**Do this:** Lay out every line of the items below as a numbered list, omitting blank lines. Leave the pictures out of your answer.

Data entries
▽

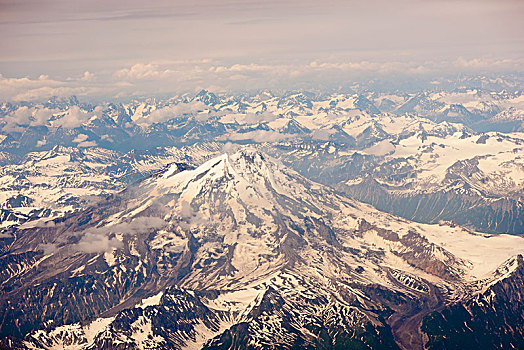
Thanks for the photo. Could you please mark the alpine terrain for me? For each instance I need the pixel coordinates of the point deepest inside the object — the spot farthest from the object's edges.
(242, 252)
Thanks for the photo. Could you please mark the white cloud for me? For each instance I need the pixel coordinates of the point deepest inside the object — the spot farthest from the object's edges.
(97, 240)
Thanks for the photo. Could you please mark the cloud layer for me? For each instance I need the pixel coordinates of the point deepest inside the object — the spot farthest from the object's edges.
(176, 77)
(134, 48)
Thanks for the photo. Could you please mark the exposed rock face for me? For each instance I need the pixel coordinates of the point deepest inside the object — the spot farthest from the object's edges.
(240, 252)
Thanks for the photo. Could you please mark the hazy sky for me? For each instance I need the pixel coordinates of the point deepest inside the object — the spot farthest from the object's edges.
(123, 47)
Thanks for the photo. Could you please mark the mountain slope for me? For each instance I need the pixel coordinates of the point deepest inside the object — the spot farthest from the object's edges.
(240, 250)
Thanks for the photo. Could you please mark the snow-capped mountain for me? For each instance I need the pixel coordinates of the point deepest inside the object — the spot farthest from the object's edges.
(242, 252)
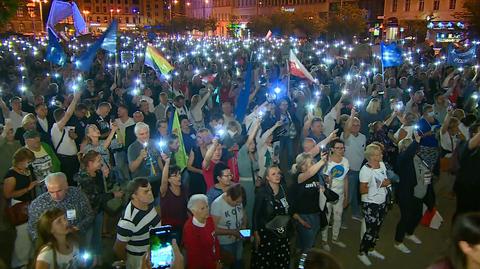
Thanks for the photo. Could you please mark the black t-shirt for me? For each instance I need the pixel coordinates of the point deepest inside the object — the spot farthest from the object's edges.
(21, 182)
(306, 195)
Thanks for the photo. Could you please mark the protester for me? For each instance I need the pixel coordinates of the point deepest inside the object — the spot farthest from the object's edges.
(18, 188)
(199, 237)
(133, 227)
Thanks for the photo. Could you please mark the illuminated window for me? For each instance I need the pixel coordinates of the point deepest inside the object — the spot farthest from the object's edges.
(453, 4)
(421, 5)
(407, 5)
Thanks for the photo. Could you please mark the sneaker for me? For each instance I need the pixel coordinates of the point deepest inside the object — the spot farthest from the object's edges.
(339, 243)
(357, 218)
(364, 259)
(402, 248)
(414, 239)
(376, 254)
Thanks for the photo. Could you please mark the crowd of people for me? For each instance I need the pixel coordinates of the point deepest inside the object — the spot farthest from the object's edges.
(85, 154)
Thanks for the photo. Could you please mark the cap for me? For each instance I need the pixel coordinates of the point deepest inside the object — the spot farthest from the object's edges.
(31, 134)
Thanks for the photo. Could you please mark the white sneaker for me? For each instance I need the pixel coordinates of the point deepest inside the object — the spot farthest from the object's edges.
(402, 248)
(339, 243)
(376, 254)
(364, 259)
(414, 239)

△

**Output of the task:**
1. Thanks for the photo. Could you please mark the alpine terrain for me? For each instance I need the pixel coordinates of the point deepest inside the object — the spot farthest from the object's edges.
2. (242, 252)
3. Thanks for the photo. Could you please mark the white cloud for me? For each instance I need the pixel coordinates of the point deepest inside the object — the spot farthest from the object's edges.
4. (97, 240)
5. Thanks for the photo. Could you please mark the cloud layer for me? For each instance I need the pixel coordinates of the point deepest inside the object — the spot farthest from the object's edges.
6. (176, 77)
7. (134, 48)
8. Thanks for the photo. Could you please mark the exposed rock face for me? For each instance I need the pixel coordinates of the point deepest inside the object — the spot farthest from the object's edges.
9. (240, 252)
10. Thanks for the photo. Could you please mark the hazy sky for me? For each instance I need the pixel coordinates of the point deepest inside the object — the spot farthest from the object's edges.
11. (123, 47)
12. Thanks for the photo. Could you please mark the mountain slope for me? For each instance I need the pixel coordinates of the point deepest inside the object — the spot farthest from the object's edges.
13. (240, 250)
14. Thanks for the photo. Could you please mark the snow-capped mountain for me? For each instance I need the pixel coordinates of the point deepest inside the object — the spot farthest from the object's edges.
15. (242, 252)
16. Thanks for the photo. Could you please mark the black t-shirt for me? For each instance I need the pixel coordinates of the point deepest inside the object — the spot farthest from the object's edges.
17. (21, 182)
18. (306, 195)
19. Thanks for the photo. Could you please mark the protester for me? For each instance I need the pixel coordinates of the point deepest inside the object — the spot farthest from the object's edges.
20. (18, 188)
21. (199, 237)
22. (133, 227)
23. Thanks for the photo. Could you please mark the illuminated window for me? For each instance I need the pixel coordinates of the point deepest inside the object — the spot farthest from the object's edges.
24. (453, 4)
25. (421, 5)
26. (407, 5)
27. Thanks for the photo. Could you please mark the sneaker for me? For each instance I need the pixel coordinates of the point deepest inside the object — the spot farthest from the object's edges.
28. (339, 243)
29. (357, 218)
30. (364, 259)
31. (402, 248)
32. (414, 239)
33. (376, 254)
34. Thanks for the photo. Could you please mark the crowd of people for me? For each instance I need the pixel coordinates of the point deepest inside the object — the spot farthest from the object's edges.
35. (85, 154)
36. Thanks for the photo. Could you please mark the cap for me? For each instance I need the pixel coordinates of the point deepest inside the object — the spot farthest from the object's edges.
37. (31, 134)
38. Thanks for the photo. Could you please mark the white sneaker for me? For each instance I need the pixel coordinates of the point deepest inside the object — the spot farthest from the object's edges.
39. (402, 248)
40. (339, 243)
41. (376, 254)
42. (364, 259)
43. (414, 239)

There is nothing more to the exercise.